» EXTRACTED DATA:
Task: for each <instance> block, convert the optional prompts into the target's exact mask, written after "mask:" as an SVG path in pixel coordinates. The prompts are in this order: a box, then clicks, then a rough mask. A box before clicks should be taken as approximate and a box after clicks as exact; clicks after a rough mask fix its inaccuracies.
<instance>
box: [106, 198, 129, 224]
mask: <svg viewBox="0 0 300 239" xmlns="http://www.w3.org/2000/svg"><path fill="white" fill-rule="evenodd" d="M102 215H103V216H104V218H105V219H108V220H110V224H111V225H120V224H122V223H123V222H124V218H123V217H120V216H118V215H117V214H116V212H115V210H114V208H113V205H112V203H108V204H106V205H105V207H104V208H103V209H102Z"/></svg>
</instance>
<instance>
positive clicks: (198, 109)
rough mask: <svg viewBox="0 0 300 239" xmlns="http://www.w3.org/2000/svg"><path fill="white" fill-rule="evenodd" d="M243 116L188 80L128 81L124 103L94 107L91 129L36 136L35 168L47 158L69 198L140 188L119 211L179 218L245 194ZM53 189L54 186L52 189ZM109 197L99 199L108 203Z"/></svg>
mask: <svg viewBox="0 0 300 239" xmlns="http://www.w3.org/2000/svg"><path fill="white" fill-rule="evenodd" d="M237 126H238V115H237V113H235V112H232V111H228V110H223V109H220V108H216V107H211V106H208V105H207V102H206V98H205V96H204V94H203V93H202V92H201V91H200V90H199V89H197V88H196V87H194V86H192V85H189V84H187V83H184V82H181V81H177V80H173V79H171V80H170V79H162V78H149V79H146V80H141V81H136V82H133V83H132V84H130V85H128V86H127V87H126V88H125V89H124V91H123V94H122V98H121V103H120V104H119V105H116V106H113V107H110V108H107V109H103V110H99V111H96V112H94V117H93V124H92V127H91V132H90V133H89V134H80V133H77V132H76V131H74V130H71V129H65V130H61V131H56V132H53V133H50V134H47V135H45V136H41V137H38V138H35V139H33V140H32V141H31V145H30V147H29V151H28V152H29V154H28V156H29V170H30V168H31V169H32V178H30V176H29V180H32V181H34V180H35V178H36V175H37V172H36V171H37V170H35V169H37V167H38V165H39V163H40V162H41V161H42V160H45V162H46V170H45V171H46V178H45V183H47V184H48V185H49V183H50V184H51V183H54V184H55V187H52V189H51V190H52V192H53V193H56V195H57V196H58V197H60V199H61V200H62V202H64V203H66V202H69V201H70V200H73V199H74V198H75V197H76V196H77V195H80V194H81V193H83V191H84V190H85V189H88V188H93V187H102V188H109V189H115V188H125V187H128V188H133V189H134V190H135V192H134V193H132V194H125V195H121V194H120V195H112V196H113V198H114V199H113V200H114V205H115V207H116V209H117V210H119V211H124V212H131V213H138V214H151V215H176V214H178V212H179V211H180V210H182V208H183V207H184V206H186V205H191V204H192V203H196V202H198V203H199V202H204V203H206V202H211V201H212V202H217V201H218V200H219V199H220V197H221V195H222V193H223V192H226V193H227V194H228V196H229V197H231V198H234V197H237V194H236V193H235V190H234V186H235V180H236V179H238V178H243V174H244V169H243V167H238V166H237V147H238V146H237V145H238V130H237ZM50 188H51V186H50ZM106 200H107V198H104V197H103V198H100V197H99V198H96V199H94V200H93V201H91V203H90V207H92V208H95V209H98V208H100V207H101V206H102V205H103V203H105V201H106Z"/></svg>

» YOUR OBJECTIVE: The answer must consist of every line in the records above that contains the word "clicks".

» TASK OUTPUT:
Task: for each <instance> block, convert the optional prompts into the target's exact mask, written after "mask:" as an SVG path in pixel coordinates. The prompts are in this order: a box, then clicks, then a rough mask. A box before clicks should be taken as approximate and a box after clicks as exact; clicks after a rough mask fix its inaccuracies.
positive clicks: (198, 109)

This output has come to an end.